Since the QEC circuit in Fig. 10 cannot correct bit-flipping errors, the process fidelity without QEC is higher than that with QEC.

Figure 14  shows the process fidelity with and without QEC in the case of the \(X'+Z\)-type error model by solid and dashed lines, respectively.

Fig. 14

Process fidelity for the \(X'+Z\)-type error model. Solid lines and dashed lines depict results with and without QEC, respectively. We use states at a \(\tau = 1\), b \(\tau = 10\), and c \(\tau = 100\). The initial state is the maximally entangled state

Figure 14 shows that, though the QEC circuit in Fig. 10 can correct phase-flip errors, the process fidelity without QEC is higher than that with QEC.

Directive 1:
Reproduce the passage on process fidelity from "Since the QEC" to "dashed lines, respectively.".

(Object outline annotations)
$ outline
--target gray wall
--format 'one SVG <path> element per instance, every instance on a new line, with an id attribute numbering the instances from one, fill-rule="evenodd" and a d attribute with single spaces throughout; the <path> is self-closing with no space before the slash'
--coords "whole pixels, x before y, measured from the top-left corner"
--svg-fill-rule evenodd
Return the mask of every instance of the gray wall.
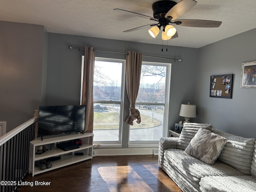
<path id="1" fill-rule="evenodd" d="M 45 103 L 47 34 L 40 25 L 0 21 L 0 121 L 8 132 Z"/>
<path id="2" fill-rule="evenodd" d="M 96 49 L 119 52 L 128 51 L 142 52 L 144 54 L 171 58 L 182 58 L 181 62 L 173 60 L 144 57 L 145 61 L 171 62 L 172 73 L 170 107 L 168 127 L 182 118 L 179 116 L 181 103 L 193 103 L 194 98 L 196 66 L 198 49 L 168 46 L 168 52 L 162 46 L 89 38 L 87 37 L 49 33 L 46 104 L 52 105 L 79 104 L 81 81 L 81 57 L 83 50 L 70 50 L 68 46 L 84 47 L 92 46 Z M 171 40 L 168 44 L 171 44 Z M 124 54 L 97 52 L 96 57 L 125 59 Z M 128 117 L 129 104 L 125 104 Z M 125 125 L 125 126 L 127 125 Z M 124 129 L 127 135 L 128 129 Z M 128 141 L 123 140 L 123 147 Z"/>
<path id="3" fill-rule="evenodd" d="M 242 64 L 256 61 L 256 29 L 198 49 L 195 102 L 199 122 L 256 138 L 256 88 L 241 88 Z M 210 76 L 233 74 L 232 99 L 209 97 Z"/>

Directive 2:
Scale the object outline entries: write out every line again, requests included, with each coordinate in the path outlines multiplied by 0.9 and rounded to a whole number, halves rounded up. Leave the pictures out.

Complete response 1:
Since the QEC circuit in Fig. 10 cannot correct bit-flipping errors, the process fidelity without QEC is higher than that with QEC.

Figure 14  shows the process fidelity with and without QEC in the case of the \(X'+Z\)-type error model by solid and dashed lines, respectively.

Complete response 2:
$ outline
--target gray wall
--format 'one SVG <path> element per instance, every instance on a new line, with an id attribute numbering the instances from one, fill-rule="evenodd" and a d attribute with single spaces throughout; the <path> is self-closing with no space before the slash'
--coords "whole pixels, x before y, measured from the top-left corner"
--svg-fill-rule evenodd
Return the mask of every instance of the gray wall.
<path id="1" fill-rule="evenodd" d="M 41 93 L 42 31 L 36 23 L 0 19 L 0 109 L 7 119 Z"/>
<path id="2" fill-rule="evenodd" d="M 86 44 L 107 47 L 115 46 L 128 47 L 130 49 L 154 52 L 164 52 L 163 56 L 156 54 L 130 51 L 131 55 L 154 56 L 155 66 L 153 96 L 151 114 L 164 106 L 161 104 L 163 93 L 174 93 L 175 88 L 176 59 L 178 44 L 151 41 L 151 47 L 146 41 L 80 34 L 78 33 L 44 30 L 41 94 L 47 95 L 71 94 L 73 73 L 73 51 L 75 45 L 63 45 L 61 41 L 76 42 L 83 41 Z M 154 36 L 151 40 L 154 40 Z M 112 49 L 87 47 L 86 51 L 113 53 Z M 115 105 L 116 94 L 113 94 Z M 113 113 L 113 113 L 114 113 Z M 112 116 L 114 122 L 115 116 Z M 115 127 L 111 126 L 111 132 Z"/>
<path id="3" fill-rule="evenodd" d="M 218 58 L 230 55 L 230 26 L 178 44 L 176 92 L 179 110 L 230 124 L 230 79 L 217 79 Z M 189 68 L 210 67 L 209 89 L 188 87 Z"/>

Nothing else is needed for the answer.